-- Work instruction --
Wherever a line of the data contains "shown", copy that line.

-- Source data --

────────────────────────────────────────

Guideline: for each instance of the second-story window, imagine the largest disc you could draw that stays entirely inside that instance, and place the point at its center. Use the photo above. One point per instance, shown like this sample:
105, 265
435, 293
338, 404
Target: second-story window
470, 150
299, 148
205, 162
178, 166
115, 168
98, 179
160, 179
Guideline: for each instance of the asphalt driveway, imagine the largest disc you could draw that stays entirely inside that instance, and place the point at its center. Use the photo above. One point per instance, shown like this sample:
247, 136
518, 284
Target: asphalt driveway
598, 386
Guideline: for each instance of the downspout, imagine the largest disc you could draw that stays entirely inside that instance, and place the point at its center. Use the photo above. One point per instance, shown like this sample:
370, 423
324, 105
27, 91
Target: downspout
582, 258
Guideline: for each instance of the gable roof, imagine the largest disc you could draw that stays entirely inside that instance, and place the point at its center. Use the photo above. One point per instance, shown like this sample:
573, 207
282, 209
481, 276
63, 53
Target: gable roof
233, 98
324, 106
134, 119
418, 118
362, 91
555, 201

────────────────────────────────────────

-- Answer to the problem --
Guideline: for each instance of the second-story window, imagine the largest disc you could draw that stays entirely inside that instance, and place the point at its center. Use the photo above. One point per instance, shown like this sample:
Guideline: for each instance of the asphalt driveway, imagine the largest disc you could draw that stays entirely inside that instance, and place the point at its center. Use the photo above. One point per instance, shown like this sample:
Guideline: for each instance of the downspout, imagine the largest disc you could draw that stays entirely inside that instance, and place the point at its center. Use the photo above. One point per instance, shown like this sample:
Guideline: for each instance of the gable roof, imagine the largest disc you could draw that stays entirely inside that instance, and place the point at its center. Use the photo above. One point per instance, shown like this sample:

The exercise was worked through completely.